Assigned task — Each entry is to be repeated word for word, and the images are to be dropped.

(Saved data entries)
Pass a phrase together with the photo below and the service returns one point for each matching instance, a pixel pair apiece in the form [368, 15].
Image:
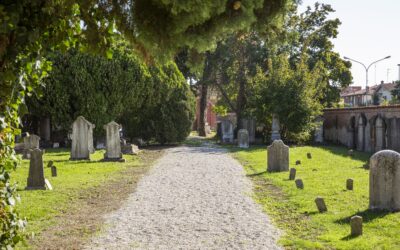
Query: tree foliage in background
[153, 103]
[158, 28]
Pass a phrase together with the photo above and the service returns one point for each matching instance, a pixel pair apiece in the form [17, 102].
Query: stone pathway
[193, 198]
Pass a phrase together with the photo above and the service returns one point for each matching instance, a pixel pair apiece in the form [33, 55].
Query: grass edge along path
[294, 211]
[83, 192]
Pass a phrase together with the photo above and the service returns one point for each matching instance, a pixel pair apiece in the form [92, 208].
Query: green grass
[295, 212]
[41, 207]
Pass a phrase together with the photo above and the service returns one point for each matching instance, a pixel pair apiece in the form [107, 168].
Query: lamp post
[366, 68]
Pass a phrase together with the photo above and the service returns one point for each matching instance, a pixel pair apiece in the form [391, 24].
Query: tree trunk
[201, 129]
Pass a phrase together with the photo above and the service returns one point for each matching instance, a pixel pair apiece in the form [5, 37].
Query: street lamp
[366, 68]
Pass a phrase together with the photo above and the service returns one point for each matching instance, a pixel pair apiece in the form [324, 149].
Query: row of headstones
[384, 185]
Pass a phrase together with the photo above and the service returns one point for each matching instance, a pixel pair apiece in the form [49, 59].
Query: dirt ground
[75, 226]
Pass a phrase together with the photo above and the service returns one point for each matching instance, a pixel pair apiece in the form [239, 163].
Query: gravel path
[193, 198]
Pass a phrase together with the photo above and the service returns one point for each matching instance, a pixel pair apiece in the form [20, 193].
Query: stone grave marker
[299, 183]
[30, 142]
[243, 138]
[82, 139]
[319, 201]
[349, 184]
[227, 131]
[278, 157]
[36, 172]
[53, 171]
[113, 142]
[292, 174]
[384, 181]
[275, 133]
[356, 225]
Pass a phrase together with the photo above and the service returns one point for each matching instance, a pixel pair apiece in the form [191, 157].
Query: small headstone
[243, 138]
[113, 145]
[292, 174]
[275, 133]
[299, 183]
[278, 157]
[54, 171]
[48, 184]
[319, 201]
[36, 172]
[349, 184]
[384, 181]
[82, 139]
[130, 149]
[356, 225]
[30, 142]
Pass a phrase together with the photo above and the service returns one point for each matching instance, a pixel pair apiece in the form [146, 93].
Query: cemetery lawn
[82, 192]
[294, 210]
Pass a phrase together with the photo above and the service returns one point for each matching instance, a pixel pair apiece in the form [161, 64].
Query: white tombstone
[278, 157]
[243, 138]
[82, 139]
[30, 142]
[227, 131]
[113, 143]
[275, 134]
[384, 181]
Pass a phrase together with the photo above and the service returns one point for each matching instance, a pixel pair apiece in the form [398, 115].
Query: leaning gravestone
[113, 142]
[292, 174]
[278, 157]
[384, 181]
[275, 134]
[30, 142]
[319, 201]
[82, 139]
[227, 131]
[243, 138]
[36, 172]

Finished exercise —
Pass a phrase together with the photo below and the service returns one point for each matching instance, a pixel pair apiece in the form [368, 15].
Image:
Query: tree foliage in background
[153, 103]
[158, 28]
Pass a phrase together with the photo above and the service returns one point for each matching instance, a pixel pair apiece in the form [17, 102].
Query: stone pathway
[193, 198]
Pass a phrase together with the photo above and the service returns one point for each matching instance, a pixel pair apiece in the form [33, 55].
Query: grass edge along path
[294, 211]
[83, 192]
Pass a phrase together with the photo above and the service returns one point for each matching instance, a pixel pair apiece in the form [92, 208].
Query: green grass
[295, 212]
[41, 207]
Pass a phrase together with the photo above and the service returns one point for each matching instance, a pixel pair apiece in the form [107, 168].
Query: lamp post
[366, 68]
Pass a phrase together with the photo above and the service returns one point for each matching instance, a pixel pair apiece in the form [391, 24].
Query: tree trunk
[201, 129]
Pass a phrase together with the photo above and the service returns one point for each matching instance, a pixel pair apiece in the form [5, 37].
Query: street lamp
[366, 68]
Pass a phrase together with the photo above and the service returns one point for each matching instance, a pixel pair apiece in the form [324, 149].
Query: row of headstones
[384, 185]
Pass a phrase together with the photo above and the service returns one point for each matching instance, a pixel pair apiece in the form [49, 59].
Query: dirt ground
[75, 226]
Pass a phrase together with the photo above and the service returns one point for each matching instance, a pixel pair apiece in the form [239, 163].
Query: gravel path
[193, 198]
Pass a phrase together with the photo above and the service returns one point for each matching instance, a pixel pair apiece in the form [20, 193].
Query: stone grave marker
[299, 183]
[30, 142]
[243, 138]
[82, 139]
[319, 201]
[349, 184]
[227, 131]
[278, 157]
[36, 172]
[53, 171]
[113, 142]
[292, 174]
[384, 181]
[275, 133]
[356, 225]
Pass a phrase together with the photo above and the service returns one point for each matching instance, a pixel pair apiece in the form [191, 157].
Query: small headstone
[243, 138]
[113, 145]
[292, 174]
[275, 133]
[299, 183]
[278, 157]
[54, 171]
[48, 184]
[319, 201]
[36, 172]
[349, 184]
[384, 181]
[82, 139]
[130, 149]
[356, 225]
[30, 142]
Pass a phrase together with the photo above and the service returns one point for each matching instance, a pixel pair apiece in the form [146, 93].
Query: cemetery lawn
[82, 192]
[294, 210]
Pass a phrase together with the photo above and the service returns one point for each matching instance, a pixel pair apiece in the form [161, 64].
Query: white tombstone
[278, 157]
[243, 138]
[82, 139]
[30, 142]
[227, 131]
[113, 143]
[275, 134]
[384, 181]
Pass a phrase together with the photo above and the service returns one point for each matching instance, a pixel pair apiece in the form [398, 115].
Query: leaning gravestone
[113, 142]
[292, 174]
[278, 157]
[384, 181]
[275, 134]
[30, 142]
[319, 201]
[82, 139]
[227, 131]
[243, 138]
[36, 172]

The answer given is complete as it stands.